= DO THIS =
Rewrite the records below so that every "one element per line" becomes "each element on its own line", leaving everything else unchanged.

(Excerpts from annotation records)
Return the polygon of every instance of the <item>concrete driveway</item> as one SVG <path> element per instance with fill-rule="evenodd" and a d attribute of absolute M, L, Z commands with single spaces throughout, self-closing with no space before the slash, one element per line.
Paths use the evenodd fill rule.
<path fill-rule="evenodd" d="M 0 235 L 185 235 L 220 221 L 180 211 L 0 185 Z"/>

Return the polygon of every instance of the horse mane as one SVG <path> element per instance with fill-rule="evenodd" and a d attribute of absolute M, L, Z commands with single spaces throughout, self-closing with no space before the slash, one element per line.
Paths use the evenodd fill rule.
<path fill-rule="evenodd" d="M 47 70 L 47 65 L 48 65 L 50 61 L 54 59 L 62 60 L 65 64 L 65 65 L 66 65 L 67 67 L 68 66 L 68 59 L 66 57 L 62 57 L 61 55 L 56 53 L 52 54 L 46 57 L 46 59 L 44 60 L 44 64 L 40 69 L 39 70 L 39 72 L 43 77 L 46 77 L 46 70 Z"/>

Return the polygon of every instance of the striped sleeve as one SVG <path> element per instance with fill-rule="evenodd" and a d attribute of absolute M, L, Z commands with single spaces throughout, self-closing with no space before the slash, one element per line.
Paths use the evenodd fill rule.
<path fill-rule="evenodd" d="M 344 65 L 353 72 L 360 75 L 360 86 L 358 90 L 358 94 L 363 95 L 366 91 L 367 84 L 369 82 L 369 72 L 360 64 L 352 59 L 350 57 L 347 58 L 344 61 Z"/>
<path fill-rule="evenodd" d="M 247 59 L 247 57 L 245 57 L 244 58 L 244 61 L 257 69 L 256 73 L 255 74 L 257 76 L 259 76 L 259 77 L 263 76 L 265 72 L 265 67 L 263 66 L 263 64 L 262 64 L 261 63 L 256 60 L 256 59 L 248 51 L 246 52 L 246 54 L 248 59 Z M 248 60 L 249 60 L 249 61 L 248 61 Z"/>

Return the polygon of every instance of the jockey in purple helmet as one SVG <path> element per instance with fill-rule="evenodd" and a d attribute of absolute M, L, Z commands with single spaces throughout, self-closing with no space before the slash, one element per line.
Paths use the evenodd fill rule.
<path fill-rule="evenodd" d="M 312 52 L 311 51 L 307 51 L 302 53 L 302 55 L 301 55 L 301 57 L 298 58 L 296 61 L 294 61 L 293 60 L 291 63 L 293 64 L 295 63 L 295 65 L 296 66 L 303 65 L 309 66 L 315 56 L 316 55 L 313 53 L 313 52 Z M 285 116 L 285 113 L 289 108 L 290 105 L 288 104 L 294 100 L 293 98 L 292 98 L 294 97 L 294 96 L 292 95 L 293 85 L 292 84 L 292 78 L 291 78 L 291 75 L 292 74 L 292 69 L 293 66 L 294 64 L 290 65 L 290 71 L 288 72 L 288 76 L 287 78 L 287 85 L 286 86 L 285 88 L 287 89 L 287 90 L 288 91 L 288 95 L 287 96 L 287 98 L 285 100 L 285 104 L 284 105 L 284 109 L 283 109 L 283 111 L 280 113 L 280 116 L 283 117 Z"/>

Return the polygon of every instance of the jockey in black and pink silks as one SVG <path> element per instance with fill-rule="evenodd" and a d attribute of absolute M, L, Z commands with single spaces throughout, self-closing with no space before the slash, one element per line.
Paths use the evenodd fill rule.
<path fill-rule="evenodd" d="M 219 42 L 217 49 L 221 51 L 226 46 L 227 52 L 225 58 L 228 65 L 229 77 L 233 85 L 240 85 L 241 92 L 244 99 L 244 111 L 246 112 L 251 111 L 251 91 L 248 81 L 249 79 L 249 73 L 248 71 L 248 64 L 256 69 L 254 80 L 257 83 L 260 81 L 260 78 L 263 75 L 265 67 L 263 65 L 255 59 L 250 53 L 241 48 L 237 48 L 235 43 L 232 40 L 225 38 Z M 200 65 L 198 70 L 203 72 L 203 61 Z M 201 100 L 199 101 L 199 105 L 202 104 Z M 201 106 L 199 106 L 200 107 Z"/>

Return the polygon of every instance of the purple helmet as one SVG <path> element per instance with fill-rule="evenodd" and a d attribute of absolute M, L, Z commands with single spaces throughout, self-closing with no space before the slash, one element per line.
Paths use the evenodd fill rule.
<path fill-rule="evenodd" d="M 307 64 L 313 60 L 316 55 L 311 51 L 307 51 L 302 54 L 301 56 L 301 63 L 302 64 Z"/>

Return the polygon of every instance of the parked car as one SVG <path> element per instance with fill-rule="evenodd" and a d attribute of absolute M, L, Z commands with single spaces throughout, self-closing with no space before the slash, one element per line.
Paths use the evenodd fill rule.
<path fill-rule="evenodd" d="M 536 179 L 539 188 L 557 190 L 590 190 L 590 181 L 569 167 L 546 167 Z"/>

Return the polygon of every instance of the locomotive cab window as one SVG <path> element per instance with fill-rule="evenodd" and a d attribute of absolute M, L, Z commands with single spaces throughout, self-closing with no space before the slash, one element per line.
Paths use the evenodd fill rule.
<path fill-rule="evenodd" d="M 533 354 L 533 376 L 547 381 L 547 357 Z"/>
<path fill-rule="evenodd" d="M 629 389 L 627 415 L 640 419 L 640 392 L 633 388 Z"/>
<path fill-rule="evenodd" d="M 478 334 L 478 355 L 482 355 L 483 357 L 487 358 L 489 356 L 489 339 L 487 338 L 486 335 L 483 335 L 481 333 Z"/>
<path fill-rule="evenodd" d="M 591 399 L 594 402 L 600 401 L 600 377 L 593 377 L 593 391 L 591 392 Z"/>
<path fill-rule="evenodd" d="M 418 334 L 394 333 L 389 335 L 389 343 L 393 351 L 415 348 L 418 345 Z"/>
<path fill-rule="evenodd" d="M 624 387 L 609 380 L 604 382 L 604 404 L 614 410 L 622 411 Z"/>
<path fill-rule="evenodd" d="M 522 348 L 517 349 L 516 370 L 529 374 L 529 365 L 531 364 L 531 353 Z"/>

= FINAL ANSWER =
Return the polygon of every instance of the <item>concrete driveway</item> as one SVG <path> element per instance with fill-rule="evenodd" and a d attribute of absolute M, L, Z commands with single spaces throughout, self-closing with no space before the slash, each element on its own line.
Paths use the evenodd fill rule.
<path fill-rule="evenodd" d="M 0 235 L 185 235 L 220 221 L 180 211 L 0 185 Z"/>

Return the polygon of every instance of the horse mane as one SVG <path> element per instance with fill-rule="evenodd" and a d attribute of absolute M, L, Z commands with single spaces throughout, self-closing with no space before the slash, each element on its own line.
Paths use the evenodd fill rule.
<path fill-rule="evenodd" d="M 47 70 L 47 65 L 48 65 L 50 61 L 54 59 L 62 60 L 65 64 L 65 65 L 66 65 L 67 67 L 68 66 L 68 59 L 66 57 L 62 57 L 61 55 L 56 53 L 52 54 L 46 57 L 46 59 L 44 60 L 44 64 L 40 69 L 39 70 L 39 72 L 43 77 L 46 77 L 46 70 Z"/>

Return the polygon of every instance of the striped sleeve as one SVG <path> element per instance with fill-rule="evenodd" and a d attribute of absolute M, L, Z commands with single spaces throughout, self-closing with no space before the slash, each element on its own line.
Paths use the evenodd fill rule.
<path fill-rule="evenodd" d="M 344 65 L 353 72 L 360 75 L 360 86 L 358 90 L 358 94 L 363 95 L 366 91 L 367 84 L 369 82 L 369 72 L 360 64 L 352 59 L 350 57 L 347 58 L 344 61 Z"/>
<path fill-rule="evenodd" d="M 247 59 L 247 57 L 245 57 L 244 58 L 244 61 L 257 69 L 256 73 L 255 74 L 257 76 L 259 76 L 259 77 L 263 76 L 265 72 L 265 67 L 263 66 L 263 64 L 262 64 L 261 63 L 256 60 L 256 59 L 248 51 L 246 52 L 246 54 L 248 59 Z M 248 60 L 249 60 L 249 61 L 248 61 Z"/>

Return the polygon of every instance of the jockey in purple helmet as one SVG <path> element per instance with fill-rule="evenodd" and a d attribute of absolute M, L, Z commands with single spaces throughout, self-closing with no space before the slash, each element on its own line.
Paths use the evenodd fill rule.
<path fill-rule="evenodd" d="M 312 52 L 311 51 L 307 51 L 302 53 L 302 55 L 301 55 L 301 57 L 298 58 L 296 61 L 294 61 L 293 60 L 291 63 L 293 64 L 295 63 L 295 65 L 296 66 L 303 65 L 309 66 L 315 56 L 316 55 L 313 53 L 313 52 Z M 285 116 L 285 113 L 289 108 L 290 105 L 288 104 L 294 100 L 293 98 L 292 98 L 294 97 L 294 96 L 292 95 L 293 85 L 292 84 L 292 78 L 291 78 L 291 75 L 292 74 L 292 69 L 293 66 L 294 64 L 290 65 L 290 71 L 288 72 L 288 76 L 287 78 L 287 85 L 286 86 L 285 88 L 287 89 L 287 90 L 288 91 L 288 95 L 287 96 L 287 98 L 285 100 L 285 104 L 284 105 L 284 109 L 283 109 L 283 111 L 280 113 L 280 116 L 283 117 Z"/>

Return the polygon of every instance of the jockey in black and pink silks as one SVG <path> element per instance with fill-rule="evenodd" and a d attribute of absolute M, L, Z commands with single spaces throughout, self-closing with no space before the slash, each element on its own line.
Paths use the evenodd fill rule.
<path fill-rule="evenodd" d="M 219 42 L 217 49 L 221 51 L 226 46 L 227 52 L 225 58 L 228 65 L 229 77 L 233 85 L 240 85 L 241 92 L 244 99 L 244 111 L 246 112 L 251 111 L 251 91 L 248 81 L 249 79 L 249 73 L 248 71 L 248 64 L 256 69 L 254 80 L 257 83 L 260 81 L 260 78 L 263 75 L 265 67 L 263 65 L 255 59 L 250 53 L 241 48 L 237 48 L 235 43 L 232 40 L 225 38 Z M 200 65 L 198 70 L 203 72 L 203 61 Z M 201 100 L 199 101 L 199 105 L 202 104 Z M 201 106 L 199 106 L 200 107 Z"/>

Return the polygon of every instance of the purple helmet as one SVG <path> element per instance with fill-rule="evenodd" and a d attribute of absolute M, L, Z commands with single spaces throughout, self-closing with no space before the slash, each element on its own line.
Paths use the evenodd fill rule.
<path fill-rule="evenodd" d="M 307 64 L 313 60 L 316 55 L 311 51 L 307 51 L 302 54 L 301 56 L 301 63 L 302 64 Z"/>

Return the polygon of every instance of the parked car as one SVG <path> element per instance with fill-rule="evenodd" and a d attribute of absolute M, L, Z commands with single spaces throughout, self-closing with no space before the slash, each element on its own line.
Paths use the evenodd fill rule.
<path fill-rule="evenodd" d="M 536 179 L 539 188 L 557 190 L 590 190 L 590 181 L 569 167 L 546 167 Z"/>

Return the polygon of every instance of the locomotive cab window as one SVG <path> element per instance with fill-rule="evenodd" and a d attribute of absolute M, L, Z commands with single spaces throughout, self-closing with no space before the slash, each element on its own line.
Paths use the evenodd fill rule.
<path fill-rule="evenodd" d="M 533 354 L 533 376 L 547 381 L 547 357 Z"/>
<path fill-rule="evenodd" d="M 629 389 L 627 415 L 640 419 L 640 392 L 633 388 Z"/>
<path fill-rule="evenodd" d="M 478 334 L 478 355 L 482 355 L 483 357 L 487 358 L 489 356 L 489 339 L 487 338 L 486 335 L 483 335 L 481 333 Z"/>
<path fill-rule="evenodd" d="M 591 399 L 594 402 L 600 401 L 600 377 L 593 377 L 593 391 L 591 392 Z"/>
<path fill-rule="evenodd" d="M 418 334 L 394 333 L 389 335 L 389 343 L 393 351 L 415 348 L 418 345 Z"/>
<path fill-rule="evenodd" d="M 624 387 L 609 380 L 604 382 L 604 404 L 614 410 L 622 411 Z"/>
<path fill-rule="evenodd" d="M 522 348 L 517 349 L 516 370 L 529 374 L 529 365 L 531 364 L 531 353 Z"/>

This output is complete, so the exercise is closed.